**Short problem:** Please locate every line in the items below that contains the word "moss", and copy each of those lines.

**Extracted data entries:**
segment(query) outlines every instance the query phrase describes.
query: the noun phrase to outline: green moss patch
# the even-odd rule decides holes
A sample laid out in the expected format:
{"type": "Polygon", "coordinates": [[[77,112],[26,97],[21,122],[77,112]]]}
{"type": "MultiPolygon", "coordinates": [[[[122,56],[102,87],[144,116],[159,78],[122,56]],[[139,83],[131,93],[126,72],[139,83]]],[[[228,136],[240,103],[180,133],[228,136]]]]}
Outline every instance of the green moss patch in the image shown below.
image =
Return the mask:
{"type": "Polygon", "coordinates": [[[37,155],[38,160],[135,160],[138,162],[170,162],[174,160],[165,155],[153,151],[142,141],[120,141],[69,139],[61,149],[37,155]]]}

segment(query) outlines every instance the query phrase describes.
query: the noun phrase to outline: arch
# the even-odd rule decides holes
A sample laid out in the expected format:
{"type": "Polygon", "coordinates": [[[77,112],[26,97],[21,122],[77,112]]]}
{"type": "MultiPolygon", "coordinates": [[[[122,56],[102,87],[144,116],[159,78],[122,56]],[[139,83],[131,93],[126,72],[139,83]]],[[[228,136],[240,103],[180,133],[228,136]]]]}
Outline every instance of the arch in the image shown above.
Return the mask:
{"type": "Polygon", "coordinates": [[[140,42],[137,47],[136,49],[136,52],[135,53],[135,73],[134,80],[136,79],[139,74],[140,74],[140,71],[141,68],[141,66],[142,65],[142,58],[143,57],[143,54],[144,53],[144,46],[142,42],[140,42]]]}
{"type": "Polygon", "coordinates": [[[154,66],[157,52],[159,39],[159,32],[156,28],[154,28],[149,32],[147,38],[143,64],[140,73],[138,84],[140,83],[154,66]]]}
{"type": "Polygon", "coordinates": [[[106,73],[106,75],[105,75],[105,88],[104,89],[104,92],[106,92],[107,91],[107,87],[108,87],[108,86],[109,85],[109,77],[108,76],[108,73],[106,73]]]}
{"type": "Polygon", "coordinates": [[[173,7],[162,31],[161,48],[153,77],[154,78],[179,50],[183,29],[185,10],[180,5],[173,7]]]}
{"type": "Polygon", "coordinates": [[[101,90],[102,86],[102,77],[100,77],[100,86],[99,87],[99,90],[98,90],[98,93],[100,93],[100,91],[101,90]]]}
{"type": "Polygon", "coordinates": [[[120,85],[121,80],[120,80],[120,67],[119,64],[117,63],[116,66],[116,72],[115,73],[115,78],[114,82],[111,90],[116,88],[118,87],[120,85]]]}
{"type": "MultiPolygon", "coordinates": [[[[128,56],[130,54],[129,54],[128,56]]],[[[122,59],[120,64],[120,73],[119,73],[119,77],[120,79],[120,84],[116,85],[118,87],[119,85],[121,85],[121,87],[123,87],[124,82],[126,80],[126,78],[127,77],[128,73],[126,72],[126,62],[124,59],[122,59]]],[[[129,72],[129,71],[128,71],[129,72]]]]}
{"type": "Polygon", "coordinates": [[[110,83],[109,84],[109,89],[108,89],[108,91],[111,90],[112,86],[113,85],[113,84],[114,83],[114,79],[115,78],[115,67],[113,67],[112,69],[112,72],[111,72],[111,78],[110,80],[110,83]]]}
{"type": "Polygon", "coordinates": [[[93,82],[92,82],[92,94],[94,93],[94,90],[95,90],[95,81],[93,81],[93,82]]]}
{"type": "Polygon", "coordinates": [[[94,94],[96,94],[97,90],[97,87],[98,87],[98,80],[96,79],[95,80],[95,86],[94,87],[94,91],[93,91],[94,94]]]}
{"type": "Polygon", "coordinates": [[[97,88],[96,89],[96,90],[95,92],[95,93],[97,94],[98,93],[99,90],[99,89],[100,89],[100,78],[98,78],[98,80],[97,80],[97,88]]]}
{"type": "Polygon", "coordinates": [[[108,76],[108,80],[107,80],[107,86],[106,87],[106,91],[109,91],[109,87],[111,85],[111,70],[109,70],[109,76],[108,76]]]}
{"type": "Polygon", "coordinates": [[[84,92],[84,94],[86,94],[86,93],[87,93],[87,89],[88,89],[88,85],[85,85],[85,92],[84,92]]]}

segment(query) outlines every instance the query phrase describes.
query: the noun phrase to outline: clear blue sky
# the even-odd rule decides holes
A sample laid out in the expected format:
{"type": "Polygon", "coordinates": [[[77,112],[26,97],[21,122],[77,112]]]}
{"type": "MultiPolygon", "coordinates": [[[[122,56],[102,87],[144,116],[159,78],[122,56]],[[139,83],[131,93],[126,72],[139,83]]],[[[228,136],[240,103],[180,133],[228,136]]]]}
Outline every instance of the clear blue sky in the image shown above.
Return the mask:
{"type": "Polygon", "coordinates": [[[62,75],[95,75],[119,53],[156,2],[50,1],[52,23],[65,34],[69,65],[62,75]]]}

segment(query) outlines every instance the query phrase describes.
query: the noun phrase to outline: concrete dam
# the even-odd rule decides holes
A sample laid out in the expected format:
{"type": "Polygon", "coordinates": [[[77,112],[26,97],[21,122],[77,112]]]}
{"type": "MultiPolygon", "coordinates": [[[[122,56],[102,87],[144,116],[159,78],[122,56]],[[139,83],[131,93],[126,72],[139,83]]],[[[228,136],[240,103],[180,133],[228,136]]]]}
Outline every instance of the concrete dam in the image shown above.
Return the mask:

**Task response:**
query: the noun phrase to outline: green moss patch
Outline every instance of the green moss patch in the image shown below.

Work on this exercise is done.